Exercise instructions
Duplicate the rows below, starting at the very beginning and ending with the line that contains "column 77, row 157", both ends included.

Collected data:
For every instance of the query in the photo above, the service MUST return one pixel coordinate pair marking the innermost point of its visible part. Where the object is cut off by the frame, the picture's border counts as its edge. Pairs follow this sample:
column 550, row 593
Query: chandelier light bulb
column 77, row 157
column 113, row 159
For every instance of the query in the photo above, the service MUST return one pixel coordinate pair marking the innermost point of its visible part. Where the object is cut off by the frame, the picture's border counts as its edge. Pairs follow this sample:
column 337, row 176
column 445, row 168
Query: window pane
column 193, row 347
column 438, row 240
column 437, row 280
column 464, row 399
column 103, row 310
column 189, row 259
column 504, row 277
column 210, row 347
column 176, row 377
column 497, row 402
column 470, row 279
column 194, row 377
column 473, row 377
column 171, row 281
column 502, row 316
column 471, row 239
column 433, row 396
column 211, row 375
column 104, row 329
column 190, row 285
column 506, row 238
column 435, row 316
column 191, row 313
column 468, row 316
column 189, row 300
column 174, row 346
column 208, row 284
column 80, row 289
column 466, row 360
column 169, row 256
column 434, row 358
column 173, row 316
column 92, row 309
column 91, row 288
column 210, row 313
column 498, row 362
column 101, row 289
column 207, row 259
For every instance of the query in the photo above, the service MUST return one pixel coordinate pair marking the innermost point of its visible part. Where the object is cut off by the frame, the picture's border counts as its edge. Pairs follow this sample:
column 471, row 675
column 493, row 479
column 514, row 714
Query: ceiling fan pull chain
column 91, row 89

Problem solution
For every instance of the query in the photo above, the service MUST return one pixel coordinate pair marking the innermost point of its visible part. Where the object is cut off by the frame, the picture's border counts as its edge. Pairs follow this sample:
column 550, row 593
Query: chandelier light bulb
column 77, row 157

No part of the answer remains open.